++++ TEXT SECTION ++++

Friday, April 1, 2011
This large prehistoric-looking creature is a Vinegaroon or Whip Scorpion, they are related to spiders and scorpions in the class of Arachnida. They are in the order Uropygi which means "tail rump" which refers to the whip-like appendage at the end of the abdomen. This particular specimen pictured here is Mastigoproctus giganteus which is native to the southern and south western region of the United States. They are one of the largest vinegaroons of the 100 species found Worldwide, and they reach lengths up to 3.5 inches without the tail appendage added in. Like spiders they have 8 legs, with the two front legs being specially adapted as sensory organs which allow them to feel around their environment much like a blind man uses a cane to acquaint himself with his surroundings. They have modified mouthparts that resemble boxing gloves, but are actually pinchers capable of pinching human skin as well as grabbing their prey.
Unlike spiders they have no venom glands and also unlike scorpions they lack a stinger. Their only form of defense is a special chemical they can spray from their tail that is made up of acetic acid and octanoic acid and smells like vinegar. It is this vinegar-like spray that they get their common name of VINEGARoon from. This spray is harmless to humans unless you are sensitive to vinegar. It may be best to not handle them as the only way to know if you are allergic is to get sprayed. Avoid holding them near your face, as getting this spray in your eyes would be a bad experience. I handle this one frequently and have had no problems. As long as you approach them quietly and in a non-threatening way, handling them should not be a problem, but be aware that a reaction could occur and medical assistance may be needed for sensitive individuals.

++++ THE DATA ++++

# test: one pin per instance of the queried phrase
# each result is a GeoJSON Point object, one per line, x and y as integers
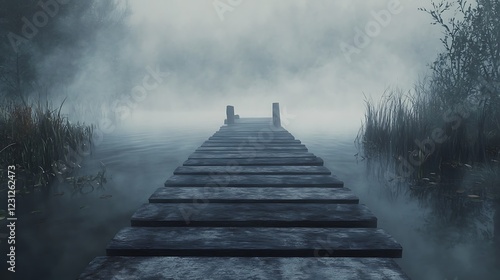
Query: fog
{"type": "Point", "coordinates": [181, 62]}
{"type": "Point", "coordinates": [254, 53]}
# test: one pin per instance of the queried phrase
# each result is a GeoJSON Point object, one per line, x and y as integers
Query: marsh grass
{"type": "Point", "coordinates": [459, 178]}
{"type": "Point", "coordinates": [35, 138]}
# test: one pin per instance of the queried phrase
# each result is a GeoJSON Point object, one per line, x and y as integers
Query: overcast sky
{"type": "Point", "coordinates": [252, 53]}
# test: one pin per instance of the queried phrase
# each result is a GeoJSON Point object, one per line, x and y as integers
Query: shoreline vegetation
{"type": "Point", "coordinates": [440, 142]}
{"type": "Point", "coordinates": [44, 146]}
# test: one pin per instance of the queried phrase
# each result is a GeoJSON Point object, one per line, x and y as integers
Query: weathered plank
{"type": "Point", "coordinates": [262, 134]}
{"type": "Point", "coordinates": [255, 141]}
{"type": "Point", "coordinates": [263, 138]}
{"type": "Point", "coordinates": [253, 242]}
{"type": "Point", "coordinates": [264, 131]}
{"type": "Point", "coordinates": [207, 214]}
{"type": "Point", "coordinates": [249, 170]}
{"type": "Point", "coordinates": [254, 181]}
{"type": "Point", "coordinates": [251, 149]}
{"type": "Point", "coordinates": [200, 195]}
{"type": "Point", "coordinates": [252, 154]}
{"type": "Point", "coordinates": [229, 268]}
{"type": "Point", "coordinates": [315, 161]}
{"type": "Point", "coordinates": [251, 144]}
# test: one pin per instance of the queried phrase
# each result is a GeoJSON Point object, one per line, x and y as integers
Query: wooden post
{"type": "Point", "coordinates": [230, 114]}
{"type": "Point", "coordinates": [276, 115]}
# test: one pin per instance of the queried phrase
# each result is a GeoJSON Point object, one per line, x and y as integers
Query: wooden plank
{"type": "Point", "coordinates": [263, 138]}
{"type": "Point", "coordinates": [254, 141]}
{"type": "Point", "coordinates": [313, 161]}
{"type": "Point", "coordinates": [252, 170]}
{"type": "Point", "coordinates": [254, 181]}
{"type": "Point", "coordinates": [256, 129]}
{"type": "Point", "coordinates": [258, 120]}
{"type": "Point", "coordinates": [253, 242]}
{"type": "Point", "coordinates": [256, 133]}
{"type": "Point", "coordinates": [200, 195]}
{"type": "Point", "coordinates": [226, 268]}
{"type": "Point", "coordinates": [250, 144]}
{"type": "Point", "coordinates": [250, 149]}
{"type": "Point", "coordinates": [207, 214]}
{"type": "Point", "coordinates": [252, 154]}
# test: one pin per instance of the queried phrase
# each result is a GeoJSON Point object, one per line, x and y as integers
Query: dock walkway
{"type": "Point", "coordinates": [251, 203]}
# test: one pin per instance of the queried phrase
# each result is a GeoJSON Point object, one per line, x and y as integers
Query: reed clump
{"type": "Point", "coordinates": [35, 138]}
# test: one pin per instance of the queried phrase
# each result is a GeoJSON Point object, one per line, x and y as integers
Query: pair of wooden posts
{"type": "Point", "coordinates": [276, 115]}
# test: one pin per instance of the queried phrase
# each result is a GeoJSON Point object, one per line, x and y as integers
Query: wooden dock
{"type": "Point", "coordinates": [251, 203]}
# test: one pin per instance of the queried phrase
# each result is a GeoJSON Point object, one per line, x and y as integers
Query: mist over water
{"type": "Point", "coordinates": [262, 52]}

++++

▶ [EXERCISE REQUIREMENTS]
1. In the vinegaroon passage, reproduce the text from "Unlike spiders they" up to and including "for sensitive individuals.".
2. Decide whether each statement agrees with the vinegaroon passage, answering yes or no and quoting the words that settle it: (a) Vinegaroons have venom glands. (b) Mastigoproctus giganteus is native to the southern and south western region of the United States. (c) Mastigoproctus giganteus reaches up to 3.5 inches with the tail appendage included.
3. Extend the vinegaroon passage past its final sentence.

▶ [ANSWER SET]
1.
Unlike spiders they have no venom glands and also unlike scorpions they lack a stinger. Their only form of defense is a special chemical they can spray from their tail that is made up of acetic acid and octanoic acid and smells like vinegar. It is this vinegar-like spray that they get their common name of VINEGARoon from. This spray is harmless to humans unless you are sensitive to vinegar. It may be best to not handle them as the only way to know if you are allergic is to get sprayed. Avoid holding them near your face, as getting this spray in your eyes would be a bad experience. I handle this one frequently and have had no problems. As long as you approach them quietly and in a non-threatening way, handling them should not be a problem, but be aware that a reaction could occur and medical assistance may be needed for sensitive individuals.

2.
(a) No: "Unlike spiders they have no venom glands"
(b) Yes: "Mastigoproctus giganteus which is native to the southern and south western region of the United States"
(c) No: "they reach lengths up to 3.5 inches without the tail appendage added in"

3.
They are found in tropical, sub-tropical and hot dry areas. They are absent from Australia, Europe. There are introduced species found in Africa, but no native species are there. They will dig burrows that they transport their prey to. They avoid sunlight and prefer dark, humid locations. They may also be found under rock piles, wood piles, rotting wood, and other natural debris. They even show up in basements, garages and sheds in their native range.Vinegaroons feed on insects, millipedes, worms, slugs and small vertebrates. While it is true they are a bit scary and intimidating looking, there is nothing to be afraid of, they in fact provide a valuable service to us in the form of insect control.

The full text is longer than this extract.